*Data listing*
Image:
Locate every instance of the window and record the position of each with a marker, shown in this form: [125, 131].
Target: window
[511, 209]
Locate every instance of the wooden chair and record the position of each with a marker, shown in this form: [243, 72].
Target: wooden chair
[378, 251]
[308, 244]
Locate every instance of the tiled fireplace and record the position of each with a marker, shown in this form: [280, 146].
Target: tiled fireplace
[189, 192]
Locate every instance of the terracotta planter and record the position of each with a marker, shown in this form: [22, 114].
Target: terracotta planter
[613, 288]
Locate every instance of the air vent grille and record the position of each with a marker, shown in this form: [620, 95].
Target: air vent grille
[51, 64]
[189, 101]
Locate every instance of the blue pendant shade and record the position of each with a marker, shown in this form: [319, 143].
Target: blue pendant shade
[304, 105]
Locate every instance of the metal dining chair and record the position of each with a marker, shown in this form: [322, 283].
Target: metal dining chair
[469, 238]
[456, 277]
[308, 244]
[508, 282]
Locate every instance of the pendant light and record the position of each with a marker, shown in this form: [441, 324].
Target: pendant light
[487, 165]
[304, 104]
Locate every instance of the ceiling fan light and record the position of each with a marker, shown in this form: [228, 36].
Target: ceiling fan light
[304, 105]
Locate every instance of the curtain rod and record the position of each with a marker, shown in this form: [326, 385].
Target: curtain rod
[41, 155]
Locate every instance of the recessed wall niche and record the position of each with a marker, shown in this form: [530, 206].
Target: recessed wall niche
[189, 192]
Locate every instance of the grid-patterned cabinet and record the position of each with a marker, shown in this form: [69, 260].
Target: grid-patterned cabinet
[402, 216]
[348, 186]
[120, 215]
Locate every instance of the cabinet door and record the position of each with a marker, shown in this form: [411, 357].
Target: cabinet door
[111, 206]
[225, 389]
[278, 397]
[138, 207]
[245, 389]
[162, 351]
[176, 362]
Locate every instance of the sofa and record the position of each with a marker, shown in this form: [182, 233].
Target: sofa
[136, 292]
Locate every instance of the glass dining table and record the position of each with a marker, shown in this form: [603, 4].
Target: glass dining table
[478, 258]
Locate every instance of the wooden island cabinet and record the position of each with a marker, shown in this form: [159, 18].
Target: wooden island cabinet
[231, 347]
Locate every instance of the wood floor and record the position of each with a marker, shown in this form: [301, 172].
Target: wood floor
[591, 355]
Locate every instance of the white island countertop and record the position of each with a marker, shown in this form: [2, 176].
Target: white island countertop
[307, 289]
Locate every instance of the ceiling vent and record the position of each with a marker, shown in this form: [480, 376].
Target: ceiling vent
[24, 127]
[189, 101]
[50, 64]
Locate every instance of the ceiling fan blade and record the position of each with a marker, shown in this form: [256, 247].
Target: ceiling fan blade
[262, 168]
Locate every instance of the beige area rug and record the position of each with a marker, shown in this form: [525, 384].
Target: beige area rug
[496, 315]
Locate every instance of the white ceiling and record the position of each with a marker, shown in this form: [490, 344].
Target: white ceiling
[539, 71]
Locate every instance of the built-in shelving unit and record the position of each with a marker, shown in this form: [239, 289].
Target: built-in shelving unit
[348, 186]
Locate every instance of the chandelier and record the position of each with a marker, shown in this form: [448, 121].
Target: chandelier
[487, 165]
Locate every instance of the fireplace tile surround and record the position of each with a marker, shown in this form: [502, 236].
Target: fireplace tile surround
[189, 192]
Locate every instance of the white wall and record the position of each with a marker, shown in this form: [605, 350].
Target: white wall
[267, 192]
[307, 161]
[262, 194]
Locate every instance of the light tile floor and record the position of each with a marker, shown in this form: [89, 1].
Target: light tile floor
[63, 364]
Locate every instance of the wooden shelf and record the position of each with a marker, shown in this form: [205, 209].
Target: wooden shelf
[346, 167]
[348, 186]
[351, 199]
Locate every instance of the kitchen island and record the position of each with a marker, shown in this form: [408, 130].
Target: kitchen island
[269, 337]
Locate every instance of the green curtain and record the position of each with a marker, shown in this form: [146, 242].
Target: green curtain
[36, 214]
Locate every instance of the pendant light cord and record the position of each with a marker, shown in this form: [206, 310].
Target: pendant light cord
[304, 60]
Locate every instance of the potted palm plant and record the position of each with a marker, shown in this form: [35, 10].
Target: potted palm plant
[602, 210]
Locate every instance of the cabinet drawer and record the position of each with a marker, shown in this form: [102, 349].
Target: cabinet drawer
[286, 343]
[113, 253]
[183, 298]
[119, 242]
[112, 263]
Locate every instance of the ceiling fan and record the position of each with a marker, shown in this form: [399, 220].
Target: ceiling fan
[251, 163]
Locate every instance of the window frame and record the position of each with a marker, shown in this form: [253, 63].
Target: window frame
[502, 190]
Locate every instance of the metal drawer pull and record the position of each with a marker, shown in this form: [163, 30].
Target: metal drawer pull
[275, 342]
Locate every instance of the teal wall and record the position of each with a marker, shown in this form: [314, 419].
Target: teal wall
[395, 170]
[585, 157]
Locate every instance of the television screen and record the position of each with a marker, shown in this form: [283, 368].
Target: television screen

*EXERCISE BRIEF*
Repeat the material word for word, in full.

*WRITTEN RESPONSE*
Image:
Locate every instance of the window and record the position of each with a marker, shown in this form: [125, 131].
Target: window
[511, 209]
Locate every instance of the wooden chair and record the position of each with a marker, shown in this form: [243, 72].
Target: wooden chair
[378, 251]
[308, 244]
Locate every instance of the tiled fireplace and record the position of each with a marker, shown in this form: [280, 146].
Target: tiled fireplace
[189, 192]
Locate every instance of the terracotta planter and record the position of each with a marker, shown in this form: [22, 114].
Target: terracotta planter
[613, 288]
Locate every instance of the air vent grille and record the position of each with a marker, shown in this form: [620, 95].
Target: air vent grille
[51, 64]
[189, 101]
Locate every instance of the blue pendant shade and record the position of each with a marker, shown in this form: [319, 143].
Target: blue pendant shade
[304, 105]
Locate every instance of the metal dining chair and record the position of each with a marker, shown in this form: [322, 283].
Target: metal dining chair
[469, 238]
[456, 277]
[308, 244]
[508, 282]
Locate every instance of the pendant light and record the position of each with a marker, shown in this form: [441, 324].
Target: pendant light
[487, 165]
[304, 104]
Locate every instance of the ceiling fan light and record the position of each with a marker, shown in this form: [228, 36].
Target: ceiling fan light
[304, 105]
Locate every instance of the curtain rod and record the position of each with a marker, shown in this form: [326, 385].
Target: curtain rod
[41, 155]
Locate every instance of the recessed wall niche and record the position of each with a marker, shown in this form: [530, 206].
Target: recessed wall niche
[189, 192]
Locate every instance of the grid-patterned cabinet and record the position of each with a marker, shown in this form: [69, 260].
Target: grid-patterned cabinet
[402, 216]
[348, 186]
[120, 215]
Locate every instance of the cabinet door and record the position of each with a marker, shown in this form: [411, 357].
Target: cabinet door
[111, 206]
[225, 389]
[278, 397]
[138, 207]
[245, 389]
[162, 351]
[176, 362]
Locate every instance of the sofa and record the position of each with a marker, shown in this form: [182, 233].
Target: sofa
[136, 292]
Locate every instance of the glass dining table and record the position of each with a marker, shown in this form: [603, 4].
Target: glass dining table
[478, 258]
Locate every instance of the wooden island cabinet and record the position of each with a marker, shown in this form: [159, 18].
Target: wooden island cabinet
[231, 347]
Locate every instance of the wood floor and record the position of each with a marker, shown in this form: [301, 172].
Target: wood floor
[591, 355]
Locate every instance of the white island countertop and record the position of each with a marker, shown in this form: [2, 176].
Target: white island countertop
[307, 289]
Locate every instance of the ceiling vent and record the position of each with a marker, shown in this form: [480, 376].
Target: ceiling vent
[24, 127]
[189, 101]
[50, 64]
Locate every instance of the ceiling fan blade and record the position of each with a marker, shown in this form: [256, 247].
Target: ceiling fan blade
[262, 168]
Locate every instance of the beige area rug and record the position of each with a marker, shown in this form: [525, 384].
Target: beige area rug
[496, 315]
Locate every instance of the white ceiling and record the position of each with a marker, shown in this form: [490, 344].
Target: white ceiling
[539, 71]
Locate every instance of the built-in shelving unit and record the position of each with a marker, shown in this form: [239, 289].
Target: built-in shelving unit
[348, 186]
Locate every instance of the chandelier and record the position of each with a marker, shown in this form: [448, 121].
Target: chandelier
[487, 165]
Locate every instance of the fireplace tile surround and record the position of each with a marker, shown in this form: [502, 236].
Target: fireplace tile surround
[189, 192]
Locate every instance of the white wall and record the position of each with a marker, shown in this form: [605, 350].
Target: white wall
[267, 192]
[307, 161]
[262, 194]
Locate every instance of the light tile floor and record the position of each with a marker, shown in this form: [89, 1].
Target: light tile floor
[63, 364]
Locate every instance of the wooden shelf and record the position of each with a marker, shown in this form: [205, 209].
Target: wooden shelf
[346, 167]
[348, 186]
[351, 199]
Locate every instance of the kitchen island and record the position of each with a marker, shown in this form: [408, 130].
Target: kitchen island
[269, 337]
Locate every instance of the green curtain and record the position of each with a marker, shown in this form: [146, 242].
Target: green curtain
[36, 214]
Locate every instance of the pendant light cord and record the position of each with a marker, shown in this form: [206, 310].
Target: pendant light cord
[304, 60]
Locate every instance of the potted palm plant and record the position of each with a marker, shown in this form: [35, 10].
Target: potted palm plant
[602, 210]
Locate every instance of the cabinet drawer and record the position of each with a marker, shown in this form: [102, 349].
Target: cabinet drawer
[286, 343]
[113, 253]
[183, 298]
[119, 242]
[112, 263]
Locate every instance of the ceiling fan and record the position of each with a marker, shown in this form: [399, 220].
Target: ceiling fan
[251, 163]
Locate every instance of the window frame and record the position of each with a marker, shown in this form: [253, 63].
Target: window frame
[502, 190]
Locate every instance of the metal drawer pull and record the position of each with a marker, shown in this form: [163, 30].
Target: metal drawer pull
[275, 342]
Locate every instance of the teal wall and record the position of each with a marker, shown in this form: [314, 419].
Target: teal wall
[395, 170]
[585, 157]
Locate every instance of the television screen and record the position of each with a marker, shown in this form: [283, 368].
Target: television screen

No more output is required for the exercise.